(Available data)
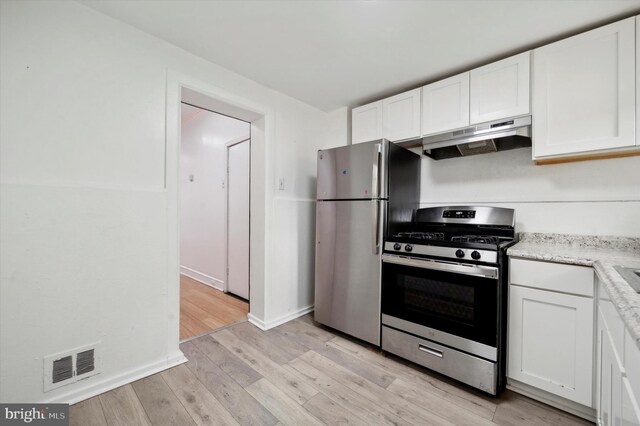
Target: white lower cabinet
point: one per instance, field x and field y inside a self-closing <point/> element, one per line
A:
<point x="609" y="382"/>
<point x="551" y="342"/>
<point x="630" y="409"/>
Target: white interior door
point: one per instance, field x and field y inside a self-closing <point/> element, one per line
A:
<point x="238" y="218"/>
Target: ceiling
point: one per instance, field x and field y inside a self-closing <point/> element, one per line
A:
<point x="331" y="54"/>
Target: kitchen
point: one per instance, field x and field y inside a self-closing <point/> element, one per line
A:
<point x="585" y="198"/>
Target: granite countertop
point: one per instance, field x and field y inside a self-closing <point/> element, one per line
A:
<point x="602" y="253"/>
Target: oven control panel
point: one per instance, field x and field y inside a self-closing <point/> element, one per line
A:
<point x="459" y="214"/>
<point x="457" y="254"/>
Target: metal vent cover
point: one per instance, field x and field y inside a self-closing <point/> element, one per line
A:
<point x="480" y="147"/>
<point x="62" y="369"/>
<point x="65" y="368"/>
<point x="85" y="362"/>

(Task item)
The lines above from the one containing "Target: white interior door" through the one containing "Target: granite countertop" are to be set down exactly, and no others.

(Exercise solution)
Target: white interior door
point: one per instance, field x and field y inside a self-closing <point/> element, one per line
A:
<point x="238" y="218"/>
Target: ceiling
point: one per instance, field x and field y inside a self-closing <point/> element, one per line
A:
<point x="331" y="54"/>
Target: kitchen
point: one per instance, field x and field y inside a self-closing <point/> element, one per line
A:
<point x="585" y="198"/>
Target: granite countertop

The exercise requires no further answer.